• _Consigne 1_
Extrayez intégralement le texte fourni, sans en modifier un seul mot.

Cette acquisition possible inquiète sérieusement les travailleurs de l’aluminium. Pour Alain Proulx, représentant des TCA-Québec au Saguenay-Lac-Saint-Jean, cette transaction réduirait le nombre d’emplois et nuirait sérieusement au développement de la transformation de l’aluminium au Québec.
Les privilèges d'Alcan au Québec
Proulx explique que le gouvernement accorde d’importants privilèges à Alcan. Le gouvernement Charest a signé une entente avec l’entreprise le 13 décembre dernier. Alcan conserve son barrage de la Péribonka jusqu’en 2058, ce qui représente 2000 mégawatts à moins d’un sou le kilowattheure. À titre de comparaison, nous payons environs 6,5 ¢/kWh avant taxes.
Alcan obtient également deux blocs d’énergie totalisant 560 MW à 4 ¢/kWh et un prêt sans intérêt de 400 millions $ du gouvernement du Québec pour sa future usine d’Alma.
Le syndicaliste s’indigne des faibles garanties obtenues en échange de tous ces avantages : «Il n’y a rien pour la deuxième ou troisième transformation et l’exigence du maintien du niveau d’emplois est très vague.»
Le secteur primaire pour Montréal, les emplois pour Pittsburgh
Le gouvernement a demandé que le siège social d’Alcan demeure au Québec, mais déjà Alcoa propose deux sièges sociaux : Montréal s’occuperait du secteur primaire et les autres secteurs de transformation, davantage créateurs d’emplois, iraient à Pittsburgh aux États-Unis. Le gouvernement semble déjà accepter cette proposition.

• _Extraits de données_
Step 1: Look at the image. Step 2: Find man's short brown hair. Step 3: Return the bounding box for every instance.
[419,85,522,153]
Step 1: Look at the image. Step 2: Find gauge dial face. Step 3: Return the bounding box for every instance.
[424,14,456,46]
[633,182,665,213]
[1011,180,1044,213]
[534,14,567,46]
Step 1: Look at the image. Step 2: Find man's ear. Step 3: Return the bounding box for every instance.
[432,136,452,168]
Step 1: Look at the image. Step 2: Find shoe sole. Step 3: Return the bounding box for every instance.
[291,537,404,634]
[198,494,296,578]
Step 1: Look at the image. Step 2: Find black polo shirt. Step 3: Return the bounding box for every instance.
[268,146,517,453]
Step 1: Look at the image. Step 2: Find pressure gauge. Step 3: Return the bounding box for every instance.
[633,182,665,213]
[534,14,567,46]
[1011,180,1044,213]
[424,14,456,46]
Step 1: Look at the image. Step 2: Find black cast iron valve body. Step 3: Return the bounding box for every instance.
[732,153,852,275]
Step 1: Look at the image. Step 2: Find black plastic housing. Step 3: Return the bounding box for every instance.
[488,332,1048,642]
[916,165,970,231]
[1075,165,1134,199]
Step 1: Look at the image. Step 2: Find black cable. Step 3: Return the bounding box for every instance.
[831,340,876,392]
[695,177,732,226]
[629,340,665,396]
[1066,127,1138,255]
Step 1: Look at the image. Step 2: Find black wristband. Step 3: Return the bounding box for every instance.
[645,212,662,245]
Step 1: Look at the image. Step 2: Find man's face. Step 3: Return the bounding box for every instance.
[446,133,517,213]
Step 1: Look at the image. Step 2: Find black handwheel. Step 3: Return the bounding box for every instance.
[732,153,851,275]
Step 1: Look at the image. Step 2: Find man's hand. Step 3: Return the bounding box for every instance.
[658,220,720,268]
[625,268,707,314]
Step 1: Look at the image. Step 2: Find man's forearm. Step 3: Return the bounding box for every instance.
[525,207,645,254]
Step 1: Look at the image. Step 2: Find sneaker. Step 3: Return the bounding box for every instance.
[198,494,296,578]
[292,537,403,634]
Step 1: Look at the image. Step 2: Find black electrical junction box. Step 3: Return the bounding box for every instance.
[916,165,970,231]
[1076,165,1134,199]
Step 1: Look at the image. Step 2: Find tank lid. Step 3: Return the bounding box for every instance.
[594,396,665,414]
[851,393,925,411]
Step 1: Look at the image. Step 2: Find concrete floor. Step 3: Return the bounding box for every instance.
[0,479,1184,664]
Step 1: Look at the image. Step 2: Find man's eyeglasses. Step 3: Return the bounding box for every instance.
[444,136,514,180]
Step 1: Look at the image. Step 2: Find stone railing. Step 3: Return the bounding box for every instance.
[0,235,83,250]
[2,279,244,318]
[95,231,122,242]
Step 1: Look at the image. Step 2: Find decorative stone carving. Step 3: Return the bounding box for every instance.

• _Consigne 2_
Reprenez, s'il vous plaît, les lignes des enregistrements, de celle qui contient "Step 1: Look at the image. Step 2: Find shoe" à celle qui contient "[0,479,1184,664]", ces deux lignes comprises et consignes incluses, en décalant de 5 chaque nombre des coordonnées de boîtes englobantes. Ne donnez que ces lignes.

• _Réponse attendue 1_
Cette acquisition possible inquiète sérieusement les travailleurs de l’aluminium. Pour Alain Proulx, représentant des TCA-Québec au Saguenay-Lac-Saint-Jean, cette transaction réduirait le nombre d’emplois et nuirait sérieusement au développement de la transformation de l’aluminium au Québec.
Les privilèges d'Alcan au Québec
Proulx explique que le gouvernement accorde d’importants privilèges à Alcan. Le gouvernement Charest a signé une entente avec l’entreprise le 13 décembre dernier. Alcan conserve son barrage de la Péribonka jusqu’en 2058, ce qui représente 2000 mégawatts à moins d’un sou le kilowattheure. À titre de comparaison, nous payons environs 6,5 ¢/kWh avant taxes.
Alcan obtient également deux blocs d’énergie totalisant 560 MW à 4 ¢/kWh et un prêt sans intérêt de 400 millions $ du gouvernement du Québec pour sa future usine d’Alma.
Le syndicaliste s’indigne des faibles garanties obtenues en échange de tous ces avantages : «Il n’y a rien pour la deuxième ou troisième transformation et l’exigence du maintien du niveau d’emplois est très vague.»
Le secteur primaire pour Montréal, les emplois pour Pittsburgh
Le gouvernement a demandé que le siège social d’Alcan demeure au Québec, mais déjà Alcoa propose deux sièges sociaux : Montréal s’occuperait du secteur primaire et les autres secteurs de transformation, davantage créateurs d’emplois, iraient à Pittsburgh aux États-Unis. Le gouvernement semble déjà accepter cette proposition.

• _Réponse attendue 2_
Step 1: Look at the image. Step 2: Find shoe sole. Step 3: Return the bounding box for every instance.
[296,542,409,639]
[203,499,301,583]
Step 1: Look at the image. Step 2: Find black polo shirt. Step 3: Return the bounding box for every instance.
[273,151,522,458]
Step 1: Look at the image. Step 2: Find pressure gauge. Step 3: Return the bounding box for every instance.
[638,187,670,218]
[539,19,572,51]
[1016,185,1049,218]
[429,19,461,51]
Step 1: Look at the image. Step 2: Find black cast iron valve body. Step 3: Return the bounding box for every instance.
[737,158,857,280]
Step 1: Look at the image. Step 2: Find black plastic housing. Step 3: Return the bounding box for every instance.
[493,337,1053,647]
[921,170,975,236]
[1080,170,1139,204]
Step 1: Look at the image. Step 2: Find black cable. Step 3: Return the bounding box for every instance.
[836,345,881,397]
[700,182,737,231]
[634,345,670,401]
[1071,132,1143,260]
Step 1: Look at the image. Step 2: Find black wristband. Step 3: Return the bounding box for every instance.
[650,217,667,250]
Step 1: Look at the image. Step 2: Find man's face. Step 3: Return the bounding box for every instance.
[451,138,522,218]
Step 1: Look at the image. Step 2: Find black handwheel. Step 3: Return the bounding box for every instance.
[737,158,856,280]
Step 1: Look at the image. Step 2: Find man's hand. Step 3: Return the bounding box for every instance.
[663,225,725,273]
[630,273,712,319]
Step 1: Look at the image. Step 2: Find man's forearm. Step 3: Return the bounding box for every instance.
[530,212,650,259]
Step 1: Look at the image. Step 2: Find sneaker. Step 3: Return the bounding box for every instance.
[203,499,301,583]
[297,542,408,639]
Step 1: Look at the image. Step 2: Find black electrical junction box. Step 3: Return the bounding box for every instance.
[921,170,975,236]
[1081,170,1139,204]
Step 1: Look at the image. Step 2: Find tank lid. Step 3: Return the bounding box for every instance.
[599,401,670,419]
[856,398,930,416]
Step 1: Look at the image. Step 2: Find concrete floor. Step 3: Return the bounding box for every instance.
[5,484,1189,669]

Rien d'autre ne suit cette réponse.